Happy to be back in The Neighborhoods after a week off. This week’s newsletter covers the very small, very quiet neighborhood of Malba, Queens. Just west of the Whitestone Bridge, between College Point and Whitestone, Malba’s 40 square blocks are home to some 406 houses.
The streets in Malba were private until the mid-1980s, and walking around the neighborhood still somehow feels like trespassing. This is one of those places I call a “Can I Help You?” place. Asked in a particular way, “Can I help you?” demonstrates zero intent to offer actual assistance but rather carries an implicit suggestion that you should probably put down the camera and head somewhere else.
Real estate brokers have called the neighborhood both the Hamptons of Queens and the Beverly Hills of the East Coast because ...that’s their job.
If you haven’t heard of Malba, you are not alone.1
“The best part,” said one resident, “is that when you mention Malba, outsiders look blank and say ‘Where?’”
While the name conjures up some secluded Mediterranean island with black sand beaches set against a cerulean sea with all-night house music sets (or is that just me?), MALBA is actually an acronym derived from the initials of the five “founding fathers,” George Maycock, Samuel Avis, George Lewis, Nobel Bishop, and David Alling.

■ ■ ■ ■

* TASK BRIEF:
Using the Malba newsletter above, answer:
(a) How many houses are in Malba's 40 square blocks?
(b) Until when were Malba's streets private?
(c) Whose initials form the name MALBA?

■ ■ ■ ■

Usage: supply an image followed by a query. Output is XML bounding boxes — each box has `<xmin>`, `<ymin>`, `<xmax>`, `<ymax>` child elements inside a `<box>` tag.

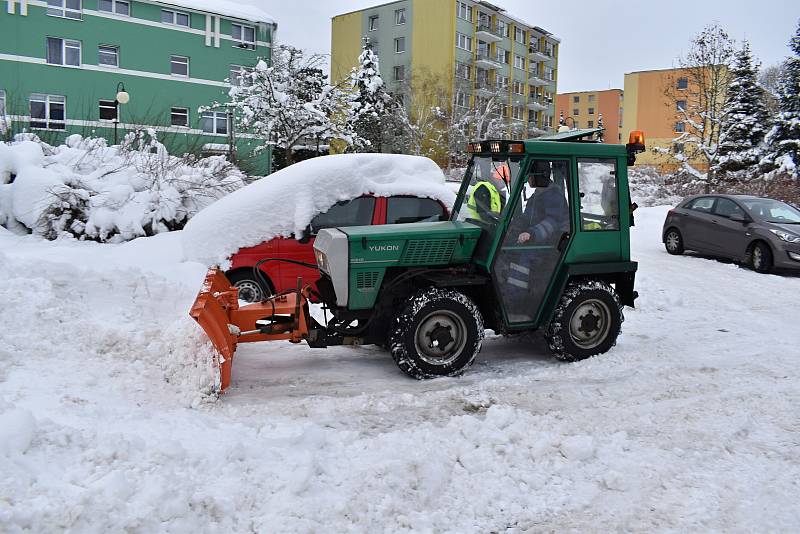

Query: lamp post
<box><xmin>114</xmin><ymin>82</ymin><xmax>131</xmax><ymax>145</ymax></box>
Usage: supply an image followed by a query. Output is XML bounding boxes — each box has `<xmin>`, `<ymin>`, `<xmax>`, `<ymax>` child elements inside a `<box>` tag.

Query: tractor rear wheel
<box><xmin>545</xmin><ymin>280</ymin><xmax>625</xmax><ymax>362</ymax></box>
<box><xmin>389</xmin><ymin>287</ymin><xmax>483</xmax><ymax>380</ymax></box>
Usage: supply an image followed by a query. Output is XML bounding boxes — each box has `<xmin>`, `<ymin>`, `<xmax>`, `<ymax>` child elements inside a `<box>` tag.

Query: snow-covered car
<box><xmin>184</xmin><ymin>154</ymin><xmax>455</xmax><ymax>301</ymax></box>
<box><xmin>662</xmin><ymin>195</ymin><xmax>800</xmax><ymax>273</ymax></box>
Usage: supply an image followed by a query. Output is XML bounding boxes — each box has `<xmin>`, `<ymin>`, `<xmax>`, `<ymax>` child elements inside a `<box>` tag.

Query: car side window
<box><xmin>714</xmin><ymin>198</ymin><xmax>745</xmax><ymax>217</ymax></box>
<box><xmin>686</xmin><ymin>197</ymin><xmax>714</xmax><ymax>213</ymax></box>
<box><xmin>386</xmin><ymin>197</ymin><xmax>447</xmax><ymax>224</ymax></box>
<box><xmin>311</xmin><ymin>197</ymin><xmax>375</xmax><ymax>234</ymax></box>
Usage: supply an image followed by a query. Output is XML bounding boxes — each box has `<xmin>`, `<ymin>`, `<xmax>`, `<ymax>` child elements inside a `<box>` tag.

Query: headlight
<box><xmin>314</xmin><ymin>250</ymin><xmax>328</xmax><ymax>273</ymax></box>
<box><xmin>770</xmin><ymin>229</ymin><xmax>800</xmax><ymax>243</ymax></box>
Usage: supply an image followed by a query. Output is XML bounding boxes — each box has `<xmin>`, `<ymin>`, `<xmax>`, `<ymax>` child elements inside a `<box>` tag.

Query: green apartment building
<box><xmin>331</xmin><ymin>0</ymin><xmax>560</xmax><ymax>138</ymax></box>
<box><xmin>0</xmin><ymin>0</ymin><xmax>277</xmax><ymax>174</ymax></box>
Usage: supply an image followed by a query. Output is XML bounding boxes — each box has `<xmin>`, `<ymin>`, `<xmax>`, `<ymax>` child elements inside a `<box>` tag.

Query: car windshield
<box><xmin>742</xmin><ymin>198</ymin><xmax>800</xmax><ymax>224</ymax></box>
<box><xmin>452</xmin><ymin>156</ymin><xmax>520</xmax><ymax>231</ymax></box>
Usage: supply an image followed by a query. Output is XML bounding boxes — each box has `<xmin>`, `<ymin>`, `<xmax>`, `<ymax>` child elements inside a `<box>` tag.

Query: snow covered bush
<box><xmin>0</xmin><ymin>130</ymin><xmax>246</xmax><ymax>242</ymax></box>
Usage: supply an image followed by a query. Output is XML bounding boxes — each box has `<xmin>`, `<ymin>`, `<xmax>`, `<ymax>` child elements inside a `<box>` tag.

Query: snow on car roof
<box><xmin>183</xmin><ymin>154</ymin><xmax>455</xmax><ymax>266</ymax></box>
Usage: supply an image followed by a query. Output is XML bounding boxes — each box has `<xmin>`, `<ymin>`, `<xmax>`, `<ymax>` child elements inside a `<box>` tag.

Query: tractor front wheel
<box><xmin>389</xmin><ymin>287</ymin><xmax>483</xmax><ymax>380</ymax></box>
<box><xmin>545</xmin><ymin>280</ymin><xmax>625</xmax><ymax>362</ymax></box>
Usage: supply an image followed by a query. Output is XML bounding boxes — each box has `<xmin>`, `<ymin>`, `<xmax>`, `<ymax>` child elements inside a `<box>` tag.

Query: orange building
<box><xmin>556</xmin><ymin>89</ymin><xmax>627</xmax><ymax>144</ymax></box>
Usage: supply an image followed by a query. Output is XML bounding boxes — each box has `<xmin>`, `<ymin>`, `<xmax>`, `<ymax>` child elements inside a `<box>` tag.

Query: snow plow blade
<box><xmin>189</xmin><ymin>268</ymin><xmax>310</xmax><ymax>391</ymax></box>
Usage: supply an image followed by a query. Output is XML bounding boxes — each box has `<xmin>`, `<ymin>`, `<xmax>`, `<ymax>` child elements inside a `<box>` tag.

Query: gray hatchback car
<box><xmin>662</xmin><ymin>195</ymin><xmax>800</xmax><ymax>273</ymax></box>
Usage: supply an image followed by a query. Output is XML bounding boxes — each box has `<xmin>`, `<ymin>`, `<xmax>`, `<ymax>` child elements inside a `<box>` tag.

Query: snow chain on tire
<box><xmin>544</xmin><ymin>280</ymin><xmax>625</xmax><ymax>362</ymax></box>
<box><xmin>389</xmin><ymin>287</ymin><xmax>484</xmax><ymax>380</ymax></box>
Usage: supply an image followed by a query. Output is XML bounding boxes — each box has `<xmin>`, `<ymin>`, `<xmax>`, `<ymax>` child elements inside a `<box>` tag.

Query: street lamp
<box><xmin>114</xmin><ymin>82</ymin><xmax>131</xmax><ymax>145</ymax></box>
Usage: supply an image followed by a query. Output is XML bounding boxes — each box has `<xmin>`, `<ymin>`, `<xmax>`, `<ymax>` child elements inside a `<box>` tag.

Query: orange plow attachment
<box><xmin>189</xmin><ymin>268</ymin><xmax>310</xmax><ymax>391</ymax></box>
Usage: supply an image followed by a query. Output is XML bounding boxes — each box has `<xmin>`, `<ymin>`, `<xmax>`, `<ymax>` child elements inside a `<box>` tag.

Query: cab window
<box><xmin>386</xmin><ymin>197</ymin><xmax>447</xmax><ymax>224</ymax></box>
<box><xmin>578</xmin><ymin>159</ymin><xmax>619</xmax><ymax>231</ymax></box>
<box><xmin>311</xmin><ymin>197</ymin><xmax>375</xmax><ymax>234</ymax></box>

■ ■ ■ ■

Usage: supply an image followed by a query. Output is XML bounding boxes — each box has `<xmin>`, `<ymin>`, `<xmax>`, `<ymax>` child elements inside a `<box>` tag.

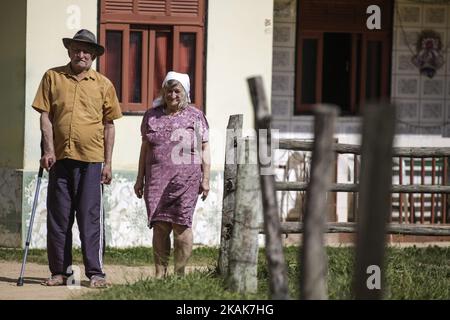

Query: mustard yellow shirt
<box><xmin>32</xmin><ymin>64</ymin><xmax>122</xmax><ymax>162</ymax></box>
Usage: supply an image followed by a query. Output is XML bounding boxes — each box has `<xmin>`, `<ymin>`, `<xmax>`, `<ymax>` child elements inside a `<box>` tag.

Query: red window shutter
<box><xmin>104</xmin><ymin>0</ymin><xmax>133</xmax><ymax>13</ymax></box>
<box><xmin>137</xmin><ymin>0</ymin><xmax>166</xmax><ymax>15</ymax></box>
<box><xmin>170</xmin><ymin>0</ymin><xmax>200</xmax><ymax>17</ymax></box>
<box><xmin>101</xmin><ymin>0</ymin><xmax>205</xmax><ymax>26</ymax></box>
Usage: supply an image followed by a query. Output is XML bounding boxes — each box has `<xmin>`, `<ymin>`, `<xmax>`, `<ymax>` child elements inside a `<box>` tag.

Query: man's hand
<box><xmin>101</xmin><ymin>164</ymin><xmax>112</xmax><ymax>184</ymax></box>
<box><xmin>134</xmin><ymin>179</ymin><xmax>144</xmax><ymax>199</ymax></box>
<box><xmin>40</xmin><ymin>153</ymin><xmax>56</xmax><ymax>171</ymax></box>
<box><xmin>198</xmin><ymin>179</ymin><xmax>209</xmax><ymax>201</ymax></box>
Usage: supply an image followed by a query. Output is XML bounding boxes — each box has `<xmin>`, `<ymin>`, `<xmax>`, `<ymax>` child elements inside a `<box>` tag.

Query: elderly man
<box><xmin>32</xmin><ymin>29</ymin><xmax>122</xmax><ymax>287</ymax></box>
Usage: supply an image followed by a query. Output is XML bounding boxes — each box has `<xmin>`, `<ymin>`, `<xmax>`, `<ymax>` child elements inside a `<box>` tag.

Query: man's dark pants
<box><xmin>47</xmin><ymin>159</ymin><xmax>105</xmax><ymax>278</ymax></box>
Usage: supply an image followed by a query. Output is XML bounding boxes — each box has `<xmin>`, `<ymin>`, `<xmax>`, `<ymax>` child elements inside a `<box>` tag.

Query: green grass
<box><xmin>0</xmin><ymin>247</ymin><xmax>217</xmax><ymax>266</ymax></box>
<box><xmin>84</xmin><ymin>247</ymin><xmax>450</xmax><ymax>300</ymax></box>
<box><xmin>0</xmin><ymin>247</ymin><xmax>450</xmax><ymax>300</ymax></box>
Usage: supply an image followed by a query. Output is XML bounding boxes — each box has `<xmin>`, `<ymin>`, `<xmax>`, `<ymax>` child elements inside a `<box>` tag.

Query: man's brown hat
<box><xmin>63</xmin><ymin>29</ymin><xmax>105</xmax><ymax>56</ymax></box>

■ ■ ■ ■

* OUTPUT FOR THIS TASK:
(a) Some 406 houses.
(b) Until the mid-1980s.
(c) The five "founding fathers": George Maycock, Samuel Avis, George Lewis, Nobel Bishop, and David Alling.